TASK TO CARRY OUT:
Print every one of the rows below word for word, leaving out the pictures.

RECORDS:
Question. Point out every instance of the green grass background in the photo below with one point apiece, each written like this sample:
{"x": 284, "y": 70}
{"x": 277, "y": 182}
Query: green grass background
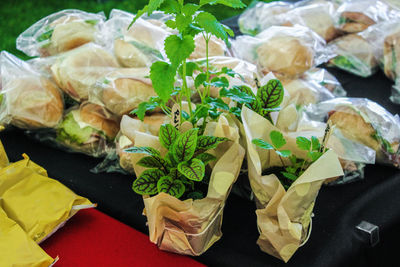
{"x": 17, "y": 15}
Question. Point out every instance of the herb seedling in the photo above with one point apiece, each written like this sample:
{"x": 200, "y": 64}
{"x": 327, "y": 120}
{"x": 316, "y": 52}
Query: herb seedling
{"x": 184, "y": 164}
{"x": 290, "y": 174}
{"x": 188, "y": 20}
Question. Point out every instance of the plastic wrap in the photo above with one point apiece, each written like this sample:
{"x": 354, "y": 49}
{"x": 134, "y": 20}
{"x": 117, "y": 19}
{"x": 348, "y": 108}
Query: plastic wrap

PROBLEM SOLUTION:
Question. Point out every instance of the green grass background in the photo below with one point apiece, each written like this sample:
{"x": 284, "y": 70}
{"x": 277, "y": 182}
Query: green grass background
{"x": 17, "y": 15}
Question. Point out every instance of the herb seedling in the photo above with one point apiece, each written like this sample:
{"x": 200, "y": 64}
{"x": 327, "y": 120}
{"x": 316, "y": 52}
Query: herb seedling
{"x": 184, "y": 164}
{"x": 290, "y": 174}
{"x": 188, "y": 20}
Question. Point out every instance of the plastic wrap in the photo above with one point apiece, each written like this sample:
{"x": 354, "y": 49}
{"x": 134, "y": 20}
{"x": 117, "y": 19}
{"x": 348, "y": 108}
Query: plastic wrap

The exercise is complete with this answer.